*WHAT YOU NEED TO DO:* Collect every line of the records below that contains the string "tree", and copy each such line in full.

[Stored items]
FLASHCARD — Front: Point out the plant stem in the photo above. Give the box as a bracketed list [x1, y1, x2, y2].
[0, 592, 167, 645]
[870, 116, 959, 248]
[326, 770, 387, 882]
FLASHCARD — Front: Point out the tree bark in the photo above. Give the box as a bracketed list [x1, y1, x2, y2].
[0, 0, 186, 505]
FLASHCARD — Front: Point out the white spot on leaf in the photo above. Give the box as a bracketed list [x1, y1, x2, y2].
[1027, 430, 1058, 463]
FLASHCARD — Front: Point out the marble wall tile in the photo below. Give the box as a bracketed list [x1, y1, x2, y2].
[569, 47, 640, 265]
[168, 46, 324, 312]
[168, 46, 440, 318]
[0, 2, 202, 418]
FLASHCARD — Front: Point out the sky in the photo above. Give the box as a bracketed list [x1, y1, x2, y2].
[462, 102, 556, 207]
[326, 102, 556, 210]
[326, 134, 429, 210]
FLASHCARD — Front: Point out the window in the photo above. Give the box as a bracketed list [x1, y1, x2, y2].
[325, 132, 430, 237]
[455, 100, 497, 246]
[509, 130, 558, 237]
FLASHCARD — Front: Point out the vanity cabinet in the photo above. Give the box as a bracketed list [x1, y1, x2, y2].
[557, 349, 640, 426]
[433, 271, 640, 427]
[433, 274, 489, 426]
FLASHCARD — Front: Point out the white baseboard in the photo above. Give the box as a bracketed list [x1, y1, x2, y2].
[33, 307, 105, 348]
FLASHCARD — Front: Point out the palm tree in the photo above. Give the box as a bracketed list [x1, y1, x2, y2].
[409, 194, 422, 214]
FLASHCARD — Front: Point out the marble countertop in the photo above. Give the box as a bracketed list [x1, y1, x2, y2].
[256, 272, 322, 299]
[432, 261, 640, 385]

*RESULT OF THIS EXERCISE:*
FLASHCARD — Front: Point out the tree bark in the photo above. Give the box as a bracketed list [x1, y1, x2, y2].
FLASHCARD — Front: Point out the palm tree in the photo above. Give the box as a bracketed list [x1, y1, x2, y2].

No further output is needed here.